→ Stated task
In the part of the material that opens with the line containing "Step one of the annotation pipeline: locate the billowing" and closes with the line containing "Step one of the annotation pipeline: locate the wall", swap "annotation pipeline" for "labeling workflow" and reproduce only those lines with everything else unchanged. Leave the pictures out of your answer.

<<<<

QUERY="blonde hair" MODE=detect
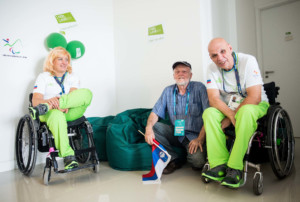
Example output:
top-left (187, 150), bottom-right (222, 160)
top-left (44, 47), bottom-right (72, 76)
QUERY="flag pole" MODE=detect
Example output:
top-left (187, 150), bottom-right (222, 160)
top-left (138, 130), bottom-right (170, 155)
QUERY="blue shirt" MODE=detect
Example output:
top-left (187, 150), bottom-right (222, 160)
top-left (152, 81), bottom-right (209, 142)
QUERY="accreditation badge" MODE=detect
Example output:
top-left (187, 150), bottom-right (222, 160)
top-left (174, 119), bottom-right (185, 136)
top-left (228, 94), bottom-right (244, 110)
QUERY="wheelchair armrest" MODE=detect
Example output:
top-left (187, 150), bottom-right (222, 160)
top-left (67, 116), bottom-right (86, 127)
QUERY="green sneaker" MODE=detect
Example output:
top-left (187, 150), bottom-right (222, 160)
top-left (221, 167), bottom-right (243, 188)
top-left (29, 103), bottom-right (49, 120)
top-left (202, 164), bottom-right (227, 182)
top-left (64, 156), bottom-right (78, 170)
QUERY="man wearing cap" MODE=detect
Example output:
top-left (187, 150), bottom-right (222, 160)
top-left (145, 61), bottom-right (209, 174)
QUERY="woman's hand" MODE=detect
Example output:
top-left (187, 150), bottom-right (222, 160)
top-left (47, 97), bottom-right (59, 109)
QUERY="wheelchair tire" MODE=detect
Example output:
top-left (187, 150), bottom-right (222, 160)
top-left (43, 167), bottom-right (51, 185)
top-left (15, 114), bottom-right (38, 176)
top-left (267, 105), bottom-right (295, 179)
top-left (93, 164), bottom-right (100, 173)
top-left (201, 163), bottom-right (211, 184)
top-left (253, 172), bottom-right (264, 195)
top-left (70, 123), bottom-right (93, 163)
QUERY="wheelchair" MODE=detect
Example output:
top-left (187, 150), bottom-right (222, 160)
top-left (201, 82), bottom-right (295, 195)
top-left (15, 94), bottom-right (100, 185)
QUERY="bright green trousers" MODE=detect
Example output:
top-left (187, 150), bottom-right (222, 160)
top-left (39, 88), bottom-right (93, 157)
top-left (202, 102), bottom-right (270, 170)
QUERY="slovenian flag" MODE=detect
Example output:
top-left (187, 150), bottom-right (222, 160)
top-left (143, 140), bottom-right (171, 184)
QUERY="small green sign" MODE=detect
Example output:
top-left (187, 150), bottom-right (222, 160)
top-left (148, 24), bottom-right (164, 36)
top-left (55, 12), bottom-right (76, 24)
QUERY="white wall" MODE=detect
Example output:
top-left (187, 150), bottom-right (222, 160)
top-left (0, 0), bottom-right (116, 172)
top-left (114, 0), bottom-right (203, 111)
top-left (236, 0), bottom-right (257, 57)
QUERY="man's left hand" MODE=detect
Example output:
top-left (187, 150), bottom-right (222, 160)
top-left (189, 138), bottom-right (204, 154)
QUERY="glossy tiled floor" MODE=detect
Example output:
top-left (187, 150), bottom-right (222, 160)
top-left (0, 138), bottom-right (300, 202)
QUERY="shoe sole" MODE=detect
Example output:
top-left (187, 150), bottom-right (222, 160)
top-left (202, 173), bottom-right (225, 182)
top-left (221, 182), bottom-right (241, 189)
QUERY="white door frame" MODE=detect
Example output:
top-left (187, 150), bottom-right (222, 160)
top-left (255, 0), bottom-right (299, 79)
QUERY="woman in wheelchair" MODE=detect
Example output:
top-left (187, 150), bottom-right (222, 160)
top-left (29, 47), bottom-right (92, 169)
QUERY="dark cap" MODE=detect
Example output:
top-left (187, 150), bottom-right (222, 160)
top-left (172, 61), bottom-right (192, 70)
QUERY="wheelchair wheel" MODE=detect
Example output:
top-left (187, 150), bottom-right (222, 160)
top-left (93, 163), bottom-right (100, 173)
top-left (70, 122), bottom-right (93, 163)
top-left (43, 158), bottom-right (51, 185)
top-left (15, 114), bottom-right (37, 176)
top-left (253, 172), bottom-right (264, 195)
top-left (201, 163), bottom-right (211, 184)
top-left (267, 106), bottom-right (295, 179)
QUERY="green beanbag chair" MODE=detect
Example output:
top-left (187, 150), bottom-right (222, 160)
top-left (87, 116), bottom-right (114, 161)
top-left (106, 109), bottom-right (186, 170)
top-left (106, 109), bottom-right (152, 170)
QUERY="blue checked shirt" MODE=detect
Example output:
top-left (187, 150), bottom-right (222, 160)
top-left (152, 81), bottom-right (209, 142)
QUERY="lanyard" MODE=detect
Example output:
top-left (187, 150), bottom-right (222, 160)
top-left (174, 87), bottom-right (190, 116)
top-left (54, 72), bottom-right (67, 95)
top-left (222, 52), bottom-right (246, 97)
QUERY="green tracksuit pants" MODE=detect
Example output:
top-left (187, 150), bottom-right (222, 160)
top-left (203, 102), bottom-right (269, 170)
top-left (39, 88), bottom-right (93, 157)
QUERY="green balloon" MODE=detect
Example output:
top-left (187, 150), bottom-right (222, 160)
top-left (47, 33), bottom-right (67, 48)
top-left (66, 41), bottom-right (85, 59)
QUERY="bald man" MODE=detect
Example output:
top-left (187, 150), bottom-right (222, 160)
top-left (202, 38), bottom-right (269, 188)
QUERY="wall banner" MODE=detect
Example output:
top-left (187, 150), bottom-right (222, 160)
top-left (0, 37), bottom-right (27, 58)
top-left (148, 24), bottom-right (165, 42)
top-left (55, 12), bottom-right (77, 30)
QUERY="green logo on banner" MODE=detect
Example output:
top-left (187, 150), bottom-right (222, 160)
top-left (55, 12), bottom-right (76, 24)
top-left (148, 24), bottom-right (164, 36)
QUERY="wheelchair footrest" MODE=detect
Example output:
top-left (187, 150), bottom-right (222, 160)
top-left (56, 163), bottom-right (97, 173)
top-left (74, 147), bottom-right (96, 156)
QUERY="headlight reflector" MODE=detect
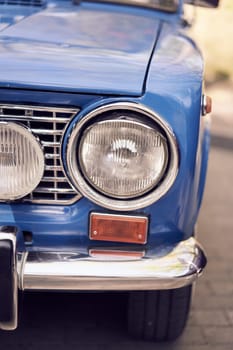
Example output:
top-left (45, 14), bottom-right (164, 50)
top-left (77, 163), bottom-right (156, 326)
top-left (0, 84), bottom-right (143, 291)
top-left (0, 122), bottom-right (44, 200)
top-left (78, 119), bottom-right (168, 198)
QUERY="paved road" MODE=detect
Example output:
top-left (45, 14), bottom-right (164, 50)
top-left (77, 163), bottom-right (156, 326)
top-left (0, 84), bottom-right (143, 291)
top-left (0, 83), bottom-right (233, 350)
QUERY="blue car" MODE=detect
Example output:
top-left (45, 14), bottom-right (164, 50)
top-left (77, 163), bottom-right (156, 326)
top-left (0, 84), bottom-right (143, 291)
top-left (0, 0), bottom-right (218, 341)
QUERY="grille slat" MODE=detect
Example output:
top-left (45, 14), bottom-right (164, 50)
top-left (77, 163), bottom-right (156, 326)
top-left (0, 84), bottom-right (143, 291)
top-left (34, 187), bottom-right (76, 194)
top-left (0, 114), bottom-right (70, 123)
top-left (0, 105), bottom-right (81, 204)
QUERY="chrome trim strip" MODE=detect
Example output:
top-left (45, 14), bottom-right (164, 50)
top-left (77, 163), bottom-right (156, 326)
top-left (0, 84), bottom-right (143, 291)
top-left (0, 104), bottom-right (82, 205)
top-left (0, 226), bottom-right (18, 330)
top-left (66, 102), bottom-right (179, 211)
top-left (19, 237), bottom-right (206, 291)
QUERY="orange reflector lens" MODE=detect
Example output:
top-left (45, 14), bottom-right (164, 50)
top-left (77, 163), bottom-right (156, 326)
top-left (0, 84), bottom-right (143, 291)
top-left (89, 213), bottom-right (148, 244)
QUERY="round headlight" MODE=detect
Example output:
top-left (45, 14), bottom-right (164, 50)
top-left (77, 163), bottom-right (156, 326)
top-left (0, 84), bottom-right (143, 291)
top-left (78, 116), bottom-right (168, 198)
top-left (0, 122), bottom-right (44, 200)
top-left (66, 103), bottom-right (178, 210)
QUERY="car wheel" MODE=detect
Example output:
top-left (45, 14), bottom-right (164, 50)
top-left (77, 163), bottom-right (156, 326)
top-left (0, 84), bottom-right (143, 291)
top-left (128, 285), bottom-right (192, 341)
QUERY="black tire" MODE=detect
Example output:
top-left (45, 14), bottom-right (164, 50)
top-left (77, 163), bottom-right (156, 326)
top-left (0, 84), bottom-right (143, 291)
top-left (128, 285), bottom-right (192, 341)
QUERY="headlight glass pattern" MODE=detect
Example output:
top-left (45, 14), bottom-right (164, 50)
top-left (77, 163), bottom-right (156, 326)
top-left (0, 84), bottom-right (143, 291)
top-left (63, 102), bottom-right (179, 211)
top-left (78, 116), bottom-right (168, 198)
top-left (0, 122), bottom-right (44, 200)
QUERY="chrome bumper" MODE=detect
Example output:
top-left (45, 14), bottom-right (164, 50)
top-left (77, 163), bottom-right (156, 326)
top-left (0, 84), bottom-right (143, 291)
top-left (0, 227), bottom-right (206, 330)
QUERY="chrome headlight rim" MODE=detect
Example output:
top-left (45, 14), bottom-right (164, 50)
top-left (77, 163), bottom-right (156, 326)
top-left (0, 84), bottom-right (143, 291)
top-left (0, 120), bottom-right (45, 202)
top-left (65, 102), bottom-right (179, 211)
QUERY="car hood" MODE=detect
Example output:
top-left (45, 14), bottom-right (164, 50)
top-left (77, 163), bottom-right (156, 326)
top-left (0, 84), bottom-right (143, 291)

>>>>
<<<<

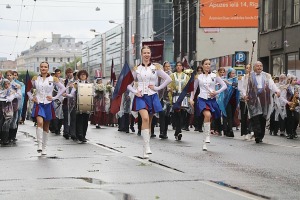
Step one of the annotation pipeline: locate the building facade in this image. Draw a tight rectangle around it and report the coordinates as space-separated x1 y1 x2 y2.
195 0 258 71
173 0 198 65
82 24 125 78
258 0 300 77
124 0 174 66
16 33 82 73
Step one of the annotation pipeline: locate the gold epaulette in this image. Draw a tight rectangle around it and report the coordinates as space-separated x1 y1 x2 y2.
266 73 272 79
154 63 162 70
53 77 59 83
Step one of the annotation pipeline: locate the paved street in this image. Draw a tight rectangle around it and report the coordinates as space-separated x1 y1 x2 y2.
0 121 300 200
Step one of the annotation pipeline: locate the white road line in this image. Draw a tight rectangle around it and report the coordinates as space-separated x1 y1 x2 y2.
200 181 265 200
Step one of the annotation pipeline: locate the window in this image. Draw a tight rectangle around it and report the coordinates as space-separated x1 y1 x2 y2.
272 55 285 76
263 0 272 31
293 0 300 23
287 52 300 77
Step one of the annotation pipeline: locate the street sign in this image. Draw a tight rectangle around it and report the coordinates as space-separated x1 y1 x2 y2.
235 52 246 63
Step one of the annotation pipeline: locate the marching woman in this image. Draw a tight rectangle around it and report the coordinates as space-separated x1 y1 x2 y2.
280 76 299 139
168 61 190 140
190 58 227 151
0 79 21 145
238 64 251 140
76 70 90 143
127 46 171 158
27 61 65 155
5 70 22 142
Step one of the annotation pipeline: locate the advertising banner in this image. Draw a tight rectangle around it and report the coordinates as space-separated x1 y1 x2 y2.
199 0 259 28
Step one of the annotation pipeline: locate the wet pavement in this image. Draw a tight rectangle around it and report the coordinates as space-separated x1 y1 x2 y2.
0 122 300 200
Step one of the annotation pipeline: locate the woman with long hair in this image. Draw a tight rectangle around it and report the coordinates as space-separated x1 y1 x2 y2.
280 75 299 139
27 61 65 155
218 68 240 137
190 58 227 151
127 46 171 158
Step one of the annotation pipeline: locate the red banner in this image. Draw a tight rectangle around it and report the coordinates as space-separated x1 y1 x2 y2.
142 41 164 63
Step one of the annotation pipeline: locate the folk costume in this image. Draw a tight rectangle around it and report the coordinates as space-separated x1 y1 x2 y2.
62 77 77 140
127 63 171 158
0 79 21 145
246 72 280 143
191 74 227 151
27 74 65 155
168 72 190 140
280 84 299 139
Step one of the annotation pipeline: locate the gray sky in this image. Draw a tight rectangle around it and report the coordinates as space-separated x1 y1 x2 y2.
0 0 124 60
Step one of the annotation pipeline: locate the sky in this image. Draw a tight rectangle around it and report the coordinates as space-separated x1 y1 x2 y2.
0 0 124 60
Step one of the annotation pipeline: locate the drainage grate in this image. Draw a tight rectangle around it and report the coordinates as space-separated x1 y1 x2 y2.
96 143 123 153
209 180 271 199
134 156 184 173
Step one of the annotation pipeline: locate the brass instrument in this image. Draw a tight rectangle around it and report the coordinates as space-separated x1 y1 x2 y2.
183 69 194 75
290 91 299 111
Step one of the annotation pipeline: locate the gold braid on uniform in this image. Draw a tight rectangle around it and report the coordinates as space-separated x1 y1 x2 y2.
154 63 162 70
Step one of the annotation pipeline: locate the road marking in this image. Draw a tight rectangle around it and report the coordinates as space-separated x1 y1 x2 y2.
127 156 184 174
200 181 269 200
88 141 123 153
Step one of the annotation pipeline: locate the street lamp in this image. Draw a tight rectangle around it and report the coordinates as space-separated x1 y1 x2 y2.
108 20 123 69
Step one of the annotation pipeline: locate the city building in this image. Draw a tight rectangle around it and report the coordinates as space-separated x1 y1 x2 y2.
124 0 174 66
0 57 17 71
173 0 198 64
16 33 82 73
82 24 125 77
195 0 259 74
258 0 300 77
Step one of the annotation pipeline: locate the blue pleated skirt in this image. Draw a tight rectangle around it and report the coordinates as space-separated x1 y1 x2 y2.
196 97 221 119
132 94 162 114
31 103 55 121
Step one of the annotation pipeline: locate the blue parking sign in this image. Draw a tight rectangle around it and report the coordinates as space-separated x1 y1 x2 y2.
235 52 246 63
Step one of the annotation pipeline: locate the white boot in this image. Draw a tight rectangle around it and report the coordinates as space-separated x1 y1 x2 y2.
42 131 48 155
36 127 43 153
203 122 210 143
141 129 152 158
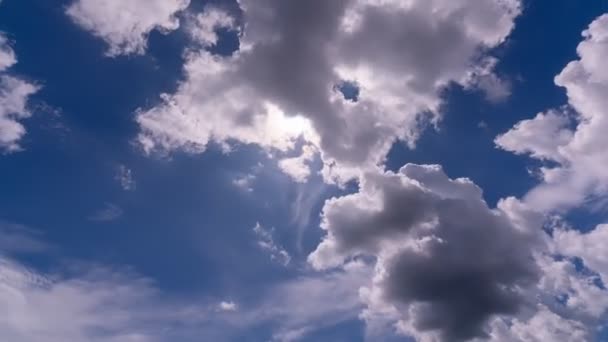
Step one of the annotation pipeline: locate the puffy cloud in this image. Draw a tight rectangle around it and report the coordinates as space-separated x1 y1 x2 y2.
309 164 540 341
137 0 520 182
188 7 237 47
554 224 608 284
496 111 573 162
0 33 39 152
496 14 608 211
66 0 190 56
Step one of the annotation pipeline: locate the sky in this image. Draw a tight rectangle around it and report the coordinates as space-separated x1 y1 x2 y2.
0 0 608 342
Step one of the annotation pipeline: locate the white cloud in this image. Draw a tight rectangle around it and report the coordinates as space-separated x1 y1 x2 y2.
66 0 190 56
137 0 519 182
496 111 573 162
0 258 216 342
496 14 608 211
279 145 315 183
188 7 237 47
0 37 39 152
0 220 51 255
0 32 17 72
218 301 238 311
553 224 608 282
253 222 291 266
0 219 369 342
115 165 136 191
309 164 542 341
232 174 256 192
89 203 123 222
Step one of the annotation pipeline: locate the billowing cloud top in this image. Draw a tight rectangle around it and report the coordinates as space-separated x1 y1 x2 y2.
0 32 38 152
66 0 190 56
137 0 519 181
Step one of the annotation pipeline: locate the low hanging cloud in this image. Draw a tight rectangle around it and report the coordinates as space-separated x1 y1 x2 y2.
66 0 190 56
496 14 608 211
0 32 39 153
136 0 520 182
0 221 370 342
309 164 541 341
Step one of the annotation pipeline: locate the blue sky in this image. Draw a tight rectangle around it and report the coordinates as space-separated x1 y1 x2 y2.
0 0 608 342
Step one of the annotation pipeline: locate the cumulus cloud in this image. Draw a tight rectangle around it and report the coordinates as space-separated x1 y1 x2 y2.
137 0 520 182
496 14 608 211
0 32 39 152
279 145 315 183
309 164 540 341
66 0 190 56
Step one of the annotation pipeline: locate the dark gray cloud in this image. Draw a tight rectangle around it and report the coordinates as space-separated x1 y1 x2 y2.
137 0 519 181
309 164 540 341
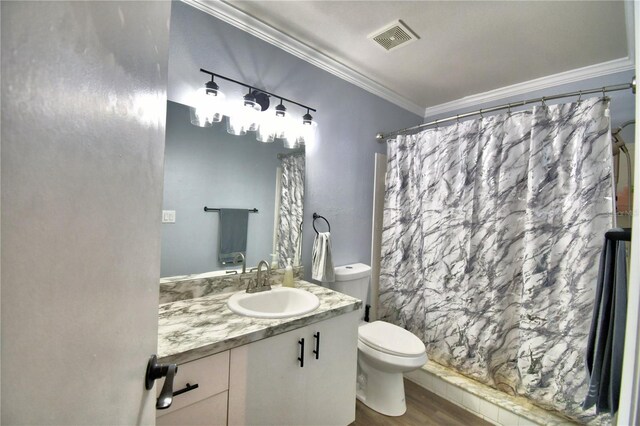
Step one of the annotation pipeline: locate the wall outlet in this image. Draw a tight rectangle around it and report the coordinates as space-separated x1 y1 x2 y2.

>>>>

→ Correct response
Step one of the labeling workflow: locate the billowing cloud top in this image. Draw a tight rectangle around it and report the coordinates as space-separated x1 y1 x2 y2.
0 32 38 152
66 0 190 56
137 0 519 181
Step one of the labeling workflow: locate the low hanging cloud in this image. Draw a tight rectangle around it and report the coordinates as space-separated x1 y1 x2 y2.
66 0 190 56
496 14 608 211
0 32 39 153
136 0 520 182
0 221 370 342
309 164 541 341
Step one of the labeling workflow: locate the blue sky in this image. Draw a tight rectangle around it and report the coordinates as space-separated x1 y1 x2 y2.
0 0 608 342
Step one of the labeling workflow: locate the cumulus cloud in this image. Draw a tight rectangle around it and report the coordinates as space-separated x1 y1 x2 y2.
137 0 520 182
496 14 608 211
0 32 39 152
279 145 315 183
309 164 540 341
66 0 190 56
Step one of the labeling workflow: locate the dark gray cloud in this image. Draw a tight rectangle around it and report the coordinates as space-separated x1 y1 x2 y2.
137 0 519 181
309 164 540 341
Step one of the labeling workflow: locate the wall outlet in this image. Draw a tight rectangle around it and report the coordinates as space-separated x1 y1 x2 y2.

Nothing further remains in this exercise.